WORK REQUEST: Word for word, restate the lines from the one holding "Annotate each instance of the young woman in denim" through the end of the data below, including both endpoints and nothing more.

MATERIAL FOR THE TASK:
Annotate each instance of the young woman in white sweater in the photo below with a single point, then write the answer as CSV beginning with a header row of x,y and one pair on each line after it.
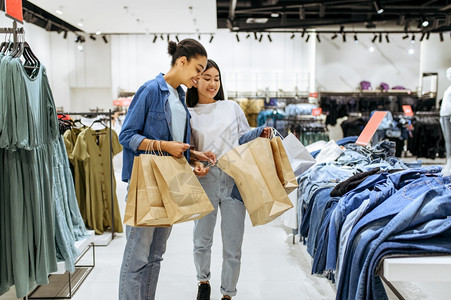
x,y
218,125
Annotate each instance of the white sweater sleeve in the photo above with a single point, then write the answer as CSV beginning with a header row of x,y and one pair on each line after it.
x,y
243,125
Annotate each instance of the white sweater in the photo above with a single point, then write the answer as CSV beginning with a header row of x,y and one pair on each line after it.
x,y
445,109
217,126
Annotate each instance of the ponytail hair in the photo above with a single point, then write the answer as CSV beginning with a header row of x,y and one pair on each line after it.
x,y
187,47
192,95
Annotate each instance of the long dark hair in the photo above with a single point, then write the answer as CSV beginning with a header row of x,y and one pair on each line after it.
x,y
187,47
192,96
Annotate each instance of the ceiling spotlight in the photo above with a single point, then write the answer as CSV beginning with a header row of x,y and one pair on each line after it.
x,y
424,22
322,10
378,6
422,36
302,12
48,27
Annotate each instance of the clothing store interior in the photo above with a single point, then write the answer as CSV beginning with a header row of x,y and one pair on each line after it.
x,y
333,173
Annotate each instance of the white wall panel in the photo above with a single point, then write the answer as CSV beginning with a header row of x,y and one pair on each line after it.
x,y
341,66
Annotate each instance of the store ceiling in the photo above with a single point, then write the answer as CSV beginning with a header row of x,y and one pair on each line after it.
x,y
283,15
130,16
205,16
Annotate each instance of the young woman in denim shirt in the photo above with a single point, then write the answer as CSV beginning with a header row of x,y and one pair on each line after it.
x,y
158,113
218,126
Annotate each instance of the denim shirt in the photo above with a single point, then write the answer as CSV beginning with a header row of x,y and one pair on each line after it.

RESULT:
Annotate each instance of the young woman in denim shirt in the photo above with a single point, then write the answer as CSV beginning with a header row of x,y and one pair on each line after it.
x,y
158,113
218,126
Annotate each instance of the denim shirt in the photo above with a single point, then write the answer as CSV beginning with a header row of x,y and one pair on each line after it.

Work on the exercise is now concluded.